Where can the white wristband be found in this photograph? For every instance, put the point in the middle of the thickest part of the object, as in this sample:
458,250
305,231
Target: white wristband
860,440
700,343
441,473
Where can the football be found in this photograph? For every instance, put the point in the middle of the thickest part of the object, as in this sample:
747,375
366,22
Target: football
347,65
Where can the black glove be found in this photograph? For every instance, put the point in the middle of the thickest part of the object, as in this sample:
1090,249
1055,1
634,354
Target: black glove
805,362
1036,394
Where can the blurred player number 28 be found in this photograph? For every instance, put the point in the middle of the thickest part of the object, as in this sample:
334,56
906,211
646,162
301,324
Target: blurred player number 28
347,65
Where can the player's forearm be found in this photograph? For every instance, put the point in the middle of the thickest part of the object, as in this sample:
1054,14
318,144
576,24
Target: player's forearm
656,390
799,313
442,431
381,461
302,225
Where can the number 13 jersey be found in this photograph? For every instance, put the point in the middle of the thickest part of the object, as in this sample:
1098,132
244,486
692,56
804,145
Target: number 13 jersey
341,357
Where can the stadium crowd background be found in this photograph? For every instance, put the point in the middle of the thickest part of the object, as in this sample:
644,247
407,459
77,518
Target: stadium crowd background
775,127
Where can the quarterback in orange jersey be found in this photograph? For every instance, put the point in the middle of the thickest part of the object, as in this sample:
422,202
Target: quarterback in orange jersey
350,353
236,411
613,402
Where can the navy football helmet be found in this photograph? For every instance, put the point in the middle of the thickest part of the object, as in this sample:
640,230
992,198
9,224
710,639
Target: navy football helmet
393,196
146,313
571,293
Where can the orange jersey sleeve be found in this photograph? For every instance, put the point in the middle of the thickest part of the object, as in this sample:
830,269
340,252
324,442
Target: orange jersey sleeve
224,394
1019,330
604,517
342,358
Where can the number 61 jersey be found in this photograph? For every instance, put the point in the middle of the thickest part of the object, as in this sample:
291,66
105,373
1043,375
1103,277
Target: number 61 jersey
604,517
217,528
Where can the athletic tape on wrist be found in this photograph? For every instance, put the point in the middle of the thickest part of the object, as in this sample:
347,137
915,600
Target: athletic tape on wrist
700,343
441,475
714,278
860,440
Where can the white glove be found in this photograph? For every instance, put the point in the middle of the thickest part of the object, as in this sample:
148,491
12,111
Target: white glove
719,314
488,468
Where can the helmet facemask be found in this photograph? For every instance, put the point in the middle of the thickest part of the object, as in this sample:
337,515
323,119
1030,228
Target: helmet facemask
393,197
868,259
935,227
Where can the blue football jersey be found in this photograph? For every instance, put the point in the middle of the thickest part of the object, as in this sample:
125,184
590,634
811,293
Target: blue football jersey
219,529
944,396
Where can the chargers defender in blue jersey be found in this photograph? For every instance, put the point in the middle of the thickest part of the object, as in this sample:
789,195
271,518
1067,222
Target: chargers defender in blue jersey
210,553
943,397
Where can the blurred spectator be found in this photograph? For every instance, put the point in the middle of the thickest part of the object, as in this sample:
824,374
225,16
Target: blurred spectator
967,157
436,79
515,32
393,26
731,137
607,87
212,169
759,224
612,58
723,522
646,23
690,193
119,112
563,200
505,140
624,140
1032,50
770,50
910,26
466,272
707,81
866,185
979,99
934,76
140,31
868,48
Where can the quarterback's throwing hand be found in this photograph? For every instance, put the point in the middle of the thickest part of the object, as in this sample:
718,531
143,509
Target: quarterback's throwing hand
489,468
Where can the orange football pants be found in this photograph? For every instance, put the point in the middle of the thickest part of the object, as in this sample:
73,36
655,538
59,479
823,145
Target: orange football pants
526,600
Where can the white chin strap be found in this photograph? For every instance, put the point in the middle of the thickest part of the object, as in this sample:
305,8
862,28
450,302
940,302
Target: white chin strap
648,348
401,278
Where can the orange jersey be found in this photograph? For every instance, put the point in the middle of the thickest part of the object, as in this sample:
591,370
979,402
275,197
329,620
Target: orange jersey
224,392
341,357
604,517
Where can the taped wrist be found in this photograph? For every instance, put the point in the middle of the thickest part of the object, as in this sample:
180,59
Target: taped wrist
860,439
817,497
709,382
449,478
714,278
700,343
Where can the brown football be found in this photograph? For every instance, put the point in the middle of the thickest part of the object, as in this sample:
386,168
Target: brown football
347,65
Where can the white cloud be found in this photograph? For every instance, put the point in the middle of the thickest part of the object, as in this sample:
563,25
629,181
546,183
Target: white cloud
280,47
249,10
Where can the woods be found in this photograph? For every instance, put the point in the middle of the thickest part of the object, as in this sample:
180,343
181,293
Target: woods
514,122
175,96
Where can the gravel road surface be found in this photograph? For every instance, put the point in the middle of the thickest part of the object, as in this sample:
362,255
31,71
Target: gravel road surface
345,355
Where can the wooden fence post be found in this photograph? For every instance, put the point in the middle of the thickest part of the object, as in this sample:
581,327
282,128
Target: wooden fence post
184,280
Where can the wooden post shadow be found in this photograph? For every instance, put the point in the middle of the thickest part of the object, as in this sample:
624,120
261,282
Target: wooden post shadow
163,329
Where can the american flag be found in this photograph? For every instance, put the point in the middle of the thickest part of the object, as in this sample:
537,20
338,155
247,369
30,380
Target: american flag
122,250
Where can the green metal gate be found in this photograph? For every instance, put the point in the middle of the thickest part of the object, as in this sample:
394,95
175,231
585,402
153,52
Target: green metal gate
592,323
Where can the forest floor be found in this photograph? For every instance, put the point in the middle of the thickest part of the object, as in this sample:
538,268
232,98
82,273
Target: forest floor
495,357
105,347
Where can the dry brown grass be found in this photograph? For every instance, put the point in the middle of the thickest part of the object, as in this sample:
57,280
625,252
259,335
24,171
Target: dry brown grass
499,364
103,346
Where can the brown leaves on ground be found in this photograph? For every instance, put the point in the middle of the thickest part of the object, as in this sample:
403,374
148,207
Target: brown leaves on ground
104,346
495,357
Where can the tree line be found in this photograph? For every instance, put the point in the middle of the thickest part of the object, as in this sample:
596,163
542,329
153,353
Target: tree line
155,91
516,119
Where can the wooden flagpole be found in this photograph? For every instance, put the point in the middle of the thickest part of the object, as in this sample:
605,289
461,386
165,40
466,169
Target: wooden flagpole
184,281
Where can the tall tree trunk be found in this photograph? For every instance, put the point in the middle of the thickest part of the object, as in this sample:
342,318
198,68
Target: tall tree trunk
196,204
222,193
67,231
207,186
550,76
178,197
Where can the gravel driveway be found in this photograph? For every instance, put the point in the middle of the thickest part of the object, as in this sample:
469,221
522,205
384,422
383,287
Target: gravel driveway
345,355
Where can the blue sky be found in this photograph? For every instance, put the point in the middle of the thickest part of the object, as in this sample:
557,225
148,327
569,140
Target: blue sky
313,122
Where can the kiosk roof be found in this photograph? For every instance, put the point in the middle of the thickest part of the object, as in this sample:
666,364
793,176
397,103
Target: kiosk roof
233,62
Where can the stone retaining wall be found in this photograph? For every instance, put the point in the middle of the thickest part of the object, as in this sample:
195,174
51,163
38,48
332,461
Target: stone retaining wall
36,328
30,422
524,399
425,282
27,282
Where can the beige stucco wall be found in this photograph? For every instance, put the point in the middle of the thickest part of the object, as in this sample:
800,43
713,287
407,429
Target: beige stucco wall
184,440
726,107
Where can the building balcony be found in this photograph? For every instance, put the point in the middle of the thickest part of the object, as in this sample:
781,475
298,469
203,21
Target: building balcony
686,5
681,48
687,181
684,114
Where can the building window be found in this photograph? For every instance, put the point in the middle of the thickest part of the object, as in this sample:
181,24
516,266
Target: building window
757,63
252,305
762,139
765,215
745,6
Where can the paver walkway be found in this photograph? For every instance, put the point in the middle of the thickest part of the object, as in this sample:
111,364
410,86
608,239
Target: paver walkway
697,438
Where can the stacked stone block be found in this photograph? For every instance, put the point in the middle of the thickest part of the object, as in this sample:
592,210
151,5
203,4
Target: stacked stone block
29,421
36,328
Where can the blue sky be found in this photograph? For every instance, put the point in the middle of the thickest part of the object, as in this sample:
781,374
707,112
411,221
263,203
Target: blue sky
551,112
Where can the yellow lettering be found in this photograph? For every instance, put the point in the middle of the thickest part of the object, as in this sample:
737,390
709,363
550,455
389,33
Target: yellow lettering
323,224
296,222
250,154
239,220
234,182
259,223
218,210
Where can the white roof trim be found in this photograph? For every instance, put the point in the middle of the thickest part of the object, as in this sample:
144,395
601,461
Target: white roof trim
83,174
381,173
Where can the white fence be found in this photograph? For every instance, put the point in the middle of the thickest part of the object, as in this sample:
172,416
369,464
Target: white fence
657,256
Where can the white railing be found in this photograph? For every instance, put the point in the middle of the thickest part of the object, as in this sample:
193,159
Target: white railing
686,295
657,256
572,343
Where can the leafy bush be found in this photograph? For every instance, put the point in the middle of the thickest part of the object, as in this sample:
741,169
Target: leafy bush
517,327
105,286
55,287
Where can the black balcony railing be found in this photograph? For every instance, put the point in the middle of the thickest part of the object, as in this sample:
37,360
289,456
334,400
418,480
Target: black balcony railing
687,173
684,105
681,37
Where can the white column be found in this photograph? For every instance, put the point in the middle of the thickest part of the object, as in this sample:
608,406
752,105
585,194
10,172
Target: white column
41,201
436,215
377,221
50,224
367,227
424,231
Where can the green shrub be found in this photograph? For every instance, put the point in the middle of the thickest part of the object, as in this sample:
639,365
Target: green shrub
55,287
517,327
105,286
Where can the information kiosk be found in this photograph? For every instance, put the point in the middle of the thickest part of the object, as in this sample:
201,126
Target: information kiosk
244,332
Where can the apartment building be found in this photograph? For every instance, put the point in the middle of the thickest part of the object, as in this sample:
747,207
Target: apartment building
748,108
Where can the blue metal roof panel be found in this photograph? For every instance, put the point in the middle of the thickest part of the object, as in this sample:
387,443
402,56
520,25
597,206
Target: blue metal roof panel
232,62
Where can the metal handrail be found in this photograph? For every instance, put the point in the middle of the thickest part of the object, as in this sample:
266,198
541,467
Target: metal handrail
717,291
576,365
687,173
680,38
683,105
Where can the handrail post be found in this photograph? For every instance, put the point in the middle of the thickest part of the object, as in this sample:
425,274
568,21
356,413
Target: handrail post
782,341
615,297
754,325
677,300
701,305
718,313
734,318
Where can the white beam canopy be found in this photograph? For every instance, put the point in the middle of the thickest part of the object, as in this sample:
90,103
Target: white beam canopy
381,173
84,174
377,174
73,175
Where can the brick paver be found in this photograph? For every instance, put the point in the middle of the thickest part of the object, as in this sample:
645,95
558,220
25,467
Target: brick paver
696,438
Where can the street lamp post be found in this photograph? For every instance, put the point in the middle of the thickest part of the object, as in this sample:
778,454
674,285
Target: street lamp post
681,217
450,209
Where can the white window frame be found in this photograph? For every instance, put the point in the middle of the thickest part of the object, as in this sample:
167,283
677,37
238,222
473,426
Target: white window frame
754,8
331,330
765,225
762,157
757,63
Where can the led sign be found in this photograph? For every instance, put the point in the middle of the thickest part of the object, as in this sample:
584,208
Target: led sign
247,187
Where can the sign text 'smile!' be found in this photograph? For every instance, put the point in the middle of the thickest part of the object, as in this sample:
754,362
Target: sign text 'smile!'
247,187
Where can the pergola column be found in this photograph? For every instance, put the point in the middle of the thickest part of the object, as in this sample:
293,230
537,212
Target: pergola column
^^^^^^^^^^^^^^^^
**Goal**
Your output consists solely of the lines from the one with "Where can the led" through the last line, copied exactly.

**Solution**
Where can the led sign be found in this photograph? For every instance, put the point in the middle of the thickest part of the object, as in this sample:
584,208
Target: led sign
247,187
Where can the sign text 'smile!' be found in this photograph? For every instance, put the point in the middle of the thickest part of the object, as in this sample:
754,362
Target: sign text 'smile!'
247,187
Where can the pergola column be found in this photograph? For every instance, put the point in the middle of the thickest part of the object, as in this sample:
293,230
537,212
Target: pergola column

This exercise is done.